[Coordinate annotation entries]
#####

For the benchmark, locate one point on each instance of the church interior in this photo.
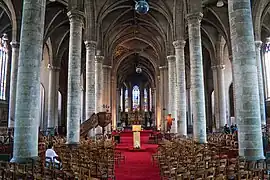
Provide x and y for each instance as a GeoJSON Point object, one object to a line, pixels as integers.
{"type": "Point", "coordinates": [134, 89]}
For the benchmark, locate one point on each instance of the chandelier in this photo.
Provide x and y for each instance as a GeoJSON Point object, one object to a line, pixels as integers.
{"type": "Point", "coordinates": [141, 6]}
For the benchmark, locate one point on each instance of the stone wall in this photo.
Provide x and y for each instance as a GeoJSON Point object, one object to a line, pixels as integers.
{"type": "Point", "coordinates": [3, 114]}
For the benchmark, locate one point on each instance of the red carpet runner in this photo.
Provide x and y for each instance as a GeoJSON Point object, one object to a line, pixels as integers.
{"type": "Point", "coordinates": [138, 165]}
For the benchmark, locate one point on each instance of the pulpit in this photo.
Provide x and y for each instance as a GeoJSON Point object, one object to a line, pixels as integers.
{"type": "Point", "coordinates": [136, 136]}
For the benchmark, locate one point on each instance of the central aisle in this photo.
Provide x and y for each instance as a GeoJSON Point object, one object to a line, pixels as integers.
{"type": "Point", "coordinates": [138, 165]}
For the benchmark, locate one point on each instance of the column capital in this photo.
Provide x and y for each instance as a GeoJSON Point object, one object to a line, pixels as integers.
{"type": "Point", "coordinates": [194, 17]}
{"type": "Point", "coordinates": [171, 58]}
{"type": "Point", "coordinates": [75, 15]}
{"type": "Point", "coordinates": [214, 67]}
{"type": "Point", "coordinates": [90, 45]}
{"type": "Point", "coordinates": [107, 67]}
{"type": "Point", "coordinates": [258, 45]}
{"type": "Point", "coordinates": [221, 66]}
{"type": "Point", "coordinates": [15, 44]}
{"type": "Point", "coordinates": [163, 67]}
{"type": "Point", "coordinates": [99, 59]}
{"type": "Point", "coordinates": [53, 68]}
{"type": "Point", "coordinates": [179, 44]}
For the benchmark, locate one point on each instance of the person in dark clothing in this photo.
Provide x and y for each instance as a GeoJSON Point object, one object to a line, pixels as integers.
{"type": "Point", "coordinates": [226, 129]}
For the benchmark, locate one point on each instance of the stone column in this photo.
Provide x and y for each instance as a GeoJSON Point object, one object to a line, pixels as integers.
{"type": "Point", "coordinates": [181, 86]}
{"type": "Point", "coordinates": [258, 45]}
{"type": "Point", "coordinates": [117, 105]}
{"type": "Point", "coordinates": [161, 98]}
{"type": "Point", "coordinates": [216, 102]}
{"type": "Point", "coordinates": [13, 82]}
{"type": "Point", "coordinates": [82, 104]}
{"type": "Point", "coordinates": [221, 96]}
{"type": "Point", "coordinates": [247, 99]}
{"type": "Point", "coordinates": [74, 77]}
{"type": "Point", "coordinates": [189, 111]}
{"type": "Point", "coordinates": [171, 89]}
{"type": "Point", "coordinates": [27, 107]}
{"type": "Point", "coordinates": [148, 99]}
{"type": "Point", "coordinates": [130, 98]}
{"type": "Point", "coordinates": [141, 97]}
{"type": "Point", "coordinates": [90, 80]}
{"type": "Point", "coordinates": [153, 92]}
{"type": "Point", "coordinates": [109, 102]}
{"type": "Point", "coordinates": [109, 87]}
{"type": "Point", "coordinates": [123, 98]}
{"type": "Point", "coordinates": [53, 96]}
{"type": "Point", "coordinates": [99, 87]}
{"type": "Point", "coordinates": [154, 106]}
{"type": "Point", "coordinates": [196, 77]}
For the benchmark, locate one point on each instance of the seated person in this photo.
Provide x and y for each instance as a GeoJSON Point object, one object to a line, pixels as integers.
{"type": "Point", "coordinates": [52, 157]}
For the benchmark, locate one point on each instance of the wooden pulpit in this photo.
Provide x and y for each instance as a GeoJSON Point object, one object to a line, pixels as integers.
{"type": "Point", "coordinates": [136, 136]}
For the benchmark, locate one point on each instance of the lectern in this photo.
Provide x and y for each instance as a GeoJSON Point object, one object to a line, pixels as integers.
{"type": "Point", "coordinates": [136, 136]}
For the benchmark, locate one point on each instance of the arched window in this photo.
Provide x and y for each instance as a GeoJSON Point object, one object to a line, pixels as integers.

#####

**WHAT THIS TASK INVOLVES:**
Working from the lines above, reproduce the material exactly and exclude its pictures.

**WORKED ANSWER:**
For the benchmark, locate one point on each instance of the church interior in this photo.
Provide x and y for each instance as a GeoJSON Point object, one object to a line, pixels as integers.
{"type": "Point", "coordinates": [134, 89]}
For the benchmark, locate one point on each instance of the chandelier in this photo.
Provide x and y for each instance as a GeoJSON Point object, one object to a line, pixels as integers.
{"type": "Point", "coordinates": [141, 6]}
For the benchmark, locate one point on each instance of the stone wall in this photo.
Provide x and y for each instance as a GeoJSON Point object, one object to a line, pixels as integers.
{"type": "Point", "coordinates": [3, 114]}
For the benchmark, locate one point on each instance of the red carpet runner in this photo.
Provide x and y for each instance as a GeoJSON Point object, one object to a line, pixels as integers.
{"type": "Point", "coordinates": [138, 165]}
For the benchmark, locate one point on each instance of the pulpit in this photo.
Provide x and y for each instance as a GeoJSON Point object, one object to a line, pixels as integers.
{"type": "Point", "coordinates": [136, 136]}
For the benchmark, locate one point on each instance of the central aisle in this photo.
Provide x and y for each instance as a GeoJSON Point object, one object to a line, pixels as integers.
{"type": "Point", "coordinates": [138, 165]}
For the benchmark, locate one point on each instance of the column capital in this photo.
Provide x and y for each instance as a GeoJSON Point object, one object to a line, pixels as integers.
{"type": "Point", "coordinates": [194, 17]}
{"type": "Point", "coordinates": [171, 58]}
{"type": "Point", "coordinates": [75, 15]}
{"type": "Point", "coordinates": [214, 67]}
{"type": "Point", "coordinates": [90, 45]}
{"type": "Point", "coordinates": [107, 67]}
{"type": "Point", "coordinates": [258, 45]}
{"type": "Point", "coordinates": [221, 66]}
{"type": "Point", "coordinates": [15, 44]}
{"type": "Point", "coordinates": [163, 67]}
{"type": "Point", "coordinates": [99, 59]}
{"type": "Point", "coordinates": [53, 68]}
{"type": "Point", "coordinates": [179, 44]}
For the benchmark, locate one point on each instance of the person in dark clothing in this photo.
Provide x and y for each instance as a GeoJSON Point object, one object to a line, pixels as integers.
{"type": "Point", "coordinates": [226, 129]}
For the benchmark, locate one point on each instance of the stone column in this photo.
Provide x and y for each instance as a GeoJSON Point object, one object to a line, pixels as integers.
{"type": "Point", "coordinates": [181, 86]}
{"type": "Point", "coordinates": [258, 45]}
{"type": "Point", "coordinates": [117, 105]}
{"type": "Point", "coordinates": [161, 98]}
{"type": "Point", "coordinates": [216, 102]}
{"type": "Point", "coordinates": [13, 82]}
{"type": "Point", "coordinates": [82, 104]}
{"type": "Point", "coordinates": [221, 96]}
{"type": "Point", "coordinates": [247, 99]}
{"type": "Point", "coordinates": [74, 77]}
{"type": "Point", "coordinates": [189, 111]}
{"type": "Point", "coordinates": [171, 89]}
{"type": "Point", "coordinates": [27, 107]}
{"type": "Point", "coordinates": [148, 99]}
{"type": "Point", "coordinates": [130, 98]}
{"type": "Point", "coordinates": [141, 97]}
{"type": "Point", "coordinates": [90, 80]}
{"type": "Point", "coordinates": [153, 92]}
{"type": "Point", "coordinates": [109, 102]}
{"type": "Point", "coordinates": [109, 87]}
{"type": "Point", "coordinates": [123, 98]}
{"type": "Point", "coordinates": [53, 96]}
{"type": "Point", "coordinates": [99, 87]}
{"type": "Point", "coordinates": [154, 106]}
{"type": "Point", "coordinates": [196, 77]}
For the benchmark, locate one point on each instance of the seated person in this photo.
Provide x and y for each instance as a GeoJSON Point object, one object to a line, pixels as integers.
{"type": "Point", "coordinates": [52, 157]}
For the benchmark, locate one point on each instance of the wooden pulpit in this photo.
Provide x and y for each instance as a GeoJSON Point object, one object to a line, pixels as integers.
{"type": "Point", "coordinates": [136, 136]}
For the benchmark, locate one point on each instance of the lectern in this photo.
Provide x and y for each instance as a GeoJSON Point object, one object to a line, pixels as integers.
{"type": "Point", "coordinates": [136, 136]}
For the benchmark, locate one point on each instance of the arched window in this photo.
Provide x and y for each instance as a GeoJSON Point object, one object to a line, pixels as integers.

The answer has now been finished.